Activity 1
In the pigeon forum thread, list every possible explanation Pidgey gives for a pigeon weighing about 90 grams.
Activity 2
Translate this sentence from the pigeon forum thread into Spanish: "You'd almost have to stop for a day or two for them to actually work up enough hunger to start eating on their own."

═══ Selected passage ═══

Pidgey, would you convert the oz to grams for us?


----------



## Pidgey (May 20, 2005)

In weight terms, it'd be like 90 grams, so it's either a micro-pigeon breed, a typo, a bad scale or one very emaciated pigeon.

Pidgey


----------



## Pidgey (May 20, 2005)

Anyhow, those birds aren't likely to feel any hunger or thirst getting 24 milliliters of formula, three times per day. You'd almost have to stop for a day or two for them to actually work up enough hunger to start eating on their own. Incidentally, I've seen a lot of long rods when the birds are being fed a lot of Kaytee so I'm not sure that the fecal results would be very valid under the circumstances.

Pidgey


----------



## Msfreebird (Sep 23, 2007)

Pidgey said:


> In weight terms, it'd be like 90 grams, so it's either a micro-pigeon breed, a typo, a bad scale or one very emaciated pigeon.
> 
> Pidgey


A little of all 3. Some of my hens are VERY Petite (even the eggs were tiny), they are emaciated (breast bone protruding), and the postage scale at work didn't work so I had to weigh her on the dog scale (not accurate - 3 oz).

═══ Dataset content ═══

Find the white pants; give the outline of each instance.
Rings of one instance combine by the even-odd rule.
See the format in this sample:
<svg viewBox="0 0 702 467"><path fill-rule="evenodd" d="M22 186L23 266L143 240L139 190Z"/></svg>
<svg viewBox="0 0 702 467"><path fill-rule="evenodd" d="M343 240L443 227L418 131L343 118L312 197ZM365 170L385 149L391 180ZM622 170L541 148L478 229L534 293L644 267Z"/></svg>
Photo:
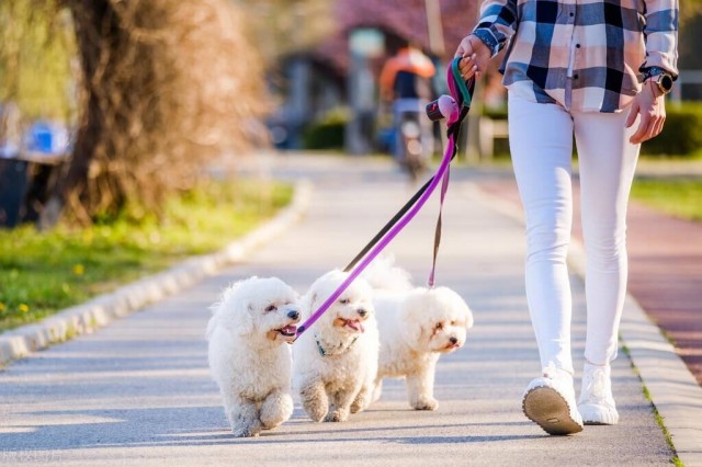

═══

Task answer 1
- a micro-pigeon breed
- a typo
- a bad scale
- one very emaciated pigeon

Task answer 2
Casi tendrías que parar durante un día o dos para que de verdad acumulen suficiente hambre como para empezar a comer por su cuenta.